S'il y a un élément en sculpture qui peut m'arrêter, qui me fascine, c'est bien le travail sur les drapés. Et dans ce domaine, le monsieur Houdon sait régaler ! Ici, ça vous pète au visage: la main d'Houdon exécute une œuvre incroyable! Du sommet du crâne jusqu'au sol, une double ou triple couche de tissu couvre la jeune femme presque intégralement. Les mains, les bras nous sont invisibles. Seuls une partie du cou, de son visage et le bout des pieds apparaissent. Aussi est-on saisi par l'enchevêtrement, les courbes, les plis de ces draps, les ombres qui s'installent, tellement bien mises en valeur par le violent contraste du marbre blanc éclatant. Quelle majesté alors!

Évidemment, le sujet s'y prête : la prêtresse veillant à maintenir la flamme de Vesta devait être vierge. La pureté des lignes, l'immaculé du marbre sont en parfaite adéquation avec cette virginité.

Plus je la regarde et plus je suis abasourdi par la beauté toute naturelle, sa finesse, sa délicatesse et dans le même temps par la puissance déterminée qui se dégage de cette grande statue, de ce regard sûr, blanc, doux mais solide. De même, la posture n'est pas sans force. Il y a là de la stabilité, de l'assurance, celles de la foi, je suppose. Aucun doute. La jeune vestale est attachée à sa fonction, son sacerdoce sans l'ombre d'un doute.
Après, peut-être voudra-t-on imaginer dans son œil l'absence de bonheur, d'épanouissement, mais à vrai dire, je ne suis pas bien sûr de ça. Je ne vois nul conflit intérieur. S'apprête-t-elle à sourire même ? Rêve-t-elle ? Sans doute est-elle en train d'attendre, tout simplement ?

Ce drapé est à tomber! Je ne m'en remets pas. On est presque certain que, s'il y avait un courant d'air au Louvre, on verrait ce tissu frémir. On a envie de souffler dessus.

....................

PROBLÈMES À RÉSOUDRE:
1. Selon le texte sur la vestale sculptée par Houdon, quelle condition devait remplir la prêtresse chargée de maintenir la flamme de Vesta ?
2. Poursuivez le texte sur la vestale de Houdon après sa dernière phrase.

LIGNES FOURNIES:
....................

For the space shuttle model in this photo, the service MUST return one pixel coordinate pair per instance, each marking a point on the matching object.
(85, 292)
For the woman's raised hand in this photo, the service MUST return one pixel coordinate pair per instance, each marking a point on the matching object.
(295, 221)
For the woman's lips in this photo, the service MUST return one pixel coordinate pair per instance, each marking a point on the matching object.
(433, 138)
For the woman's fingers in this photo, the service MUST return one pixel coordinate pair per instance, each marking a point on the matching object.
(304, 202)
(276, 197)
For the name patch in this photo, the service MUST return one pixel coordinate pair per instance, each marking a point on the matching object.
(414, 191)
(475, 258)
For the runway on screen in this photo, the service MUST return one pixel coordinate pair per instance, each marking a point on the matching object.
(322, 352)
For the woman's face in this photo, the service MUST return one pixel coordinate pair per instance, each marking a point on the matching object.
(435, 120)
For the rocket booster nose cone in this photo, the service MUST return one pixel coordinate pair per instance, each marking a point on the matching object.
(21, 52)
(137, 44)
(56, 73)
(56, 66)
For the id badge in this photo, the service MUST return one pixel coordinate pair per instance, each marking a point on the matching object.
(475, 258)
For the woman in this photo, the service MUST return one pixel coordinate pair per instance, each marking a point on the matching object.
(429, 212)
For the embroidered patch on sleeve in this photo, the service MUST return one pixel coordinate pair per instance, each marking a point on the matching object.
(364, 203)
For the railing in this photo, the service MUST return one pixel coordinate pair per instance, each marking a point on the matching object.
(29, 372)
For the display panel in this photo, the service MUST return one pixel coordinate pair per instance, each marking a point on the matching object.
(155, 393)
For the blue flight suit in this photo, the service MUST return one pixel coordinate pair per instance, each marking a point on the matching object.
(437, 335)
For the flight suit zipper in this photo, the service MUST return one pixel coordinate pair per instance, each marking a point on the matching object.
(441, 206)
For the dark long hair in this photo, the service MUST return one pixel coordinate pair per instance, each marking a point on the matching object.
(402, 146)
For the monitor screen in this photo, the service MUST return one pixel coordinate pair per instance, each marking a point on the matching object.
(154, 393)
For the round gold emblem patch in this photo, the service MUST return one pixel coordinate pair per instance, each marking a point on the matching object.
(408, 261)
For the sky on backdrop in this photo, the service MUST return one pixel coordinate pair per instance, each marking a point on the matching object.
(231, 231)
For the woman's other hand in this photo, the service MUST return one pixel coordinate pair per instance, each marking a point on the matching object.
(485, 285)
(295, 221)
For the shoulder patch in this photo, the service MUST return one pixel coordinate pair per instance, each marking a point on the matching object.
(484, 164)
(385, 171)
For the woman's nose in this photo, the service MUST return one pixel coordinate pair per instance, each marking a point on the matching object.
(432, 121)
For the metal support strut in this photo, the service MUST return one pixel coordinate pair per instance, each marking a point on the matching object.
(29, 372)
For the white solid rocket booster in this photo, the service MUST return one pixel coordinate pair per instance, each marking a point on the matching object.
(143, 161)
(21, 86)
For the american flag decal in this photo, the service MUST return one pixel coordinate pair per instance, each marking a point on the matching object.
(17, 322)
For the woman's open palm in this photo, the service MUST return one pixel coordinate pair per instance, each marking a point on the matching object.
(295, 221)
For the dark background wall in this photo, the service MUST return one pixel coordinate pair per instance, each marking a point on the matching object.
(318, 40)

....................

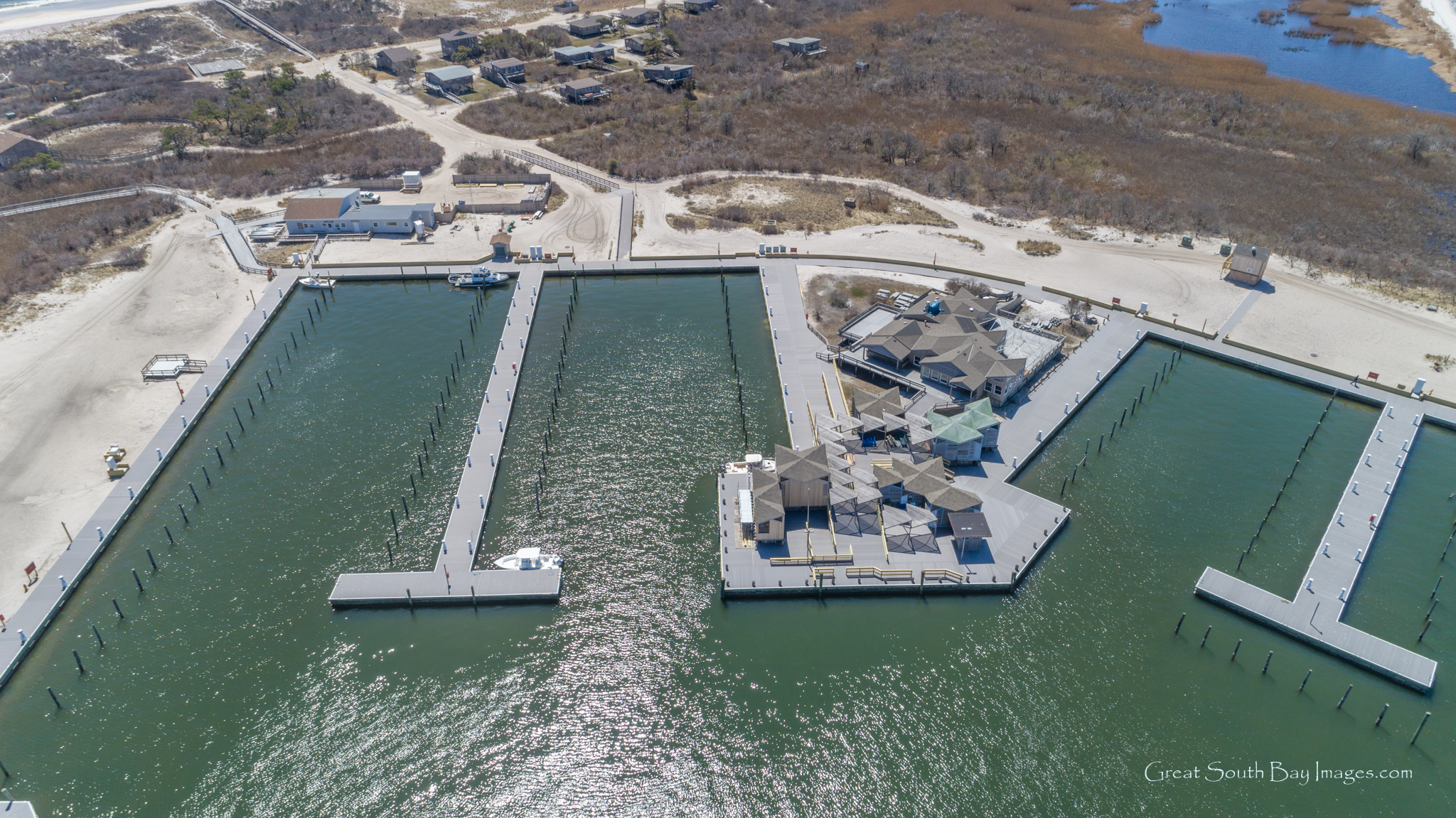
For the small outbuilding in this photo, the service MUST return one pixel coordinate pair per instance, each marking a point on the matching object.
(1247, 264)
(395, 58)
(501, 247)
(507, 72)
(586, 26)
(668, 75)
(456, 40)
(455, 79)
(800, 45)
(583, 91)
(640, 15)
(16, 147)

....................

EXERCICES CORRIGÉS:
1. Elle devait être vierge.

2.
Faites le tour de cette beauté et regardez son profil. Voyez le dessin du nez, la coiffe que fait le voile! Que c'est beau! Je ne comprends pas comment un homme a pu faire une chose pareille. Je ne connais pratiquement rien de l'histoire de la sculpture. De loin, comme ça, au débotté, j'ai l'impression qu'en dehors des lointains antiques, des maîtres de la Renaissance, la sculpture aurait voix au chapitre depuis Rodin. Impression, disais-je, qui est probablement éloignée de la réalité.

Cependant, elle reste là dans un coin de ma tête et je me demande si Houdon n'est pas trop académique, et si, justement, cet académisme n'exerce pas sur moi un certain attrait. Parce que néophyte, l'accès à la culture, à la sensation physique d'être avec une statue est sans doute facilité par cette forme de classicisme.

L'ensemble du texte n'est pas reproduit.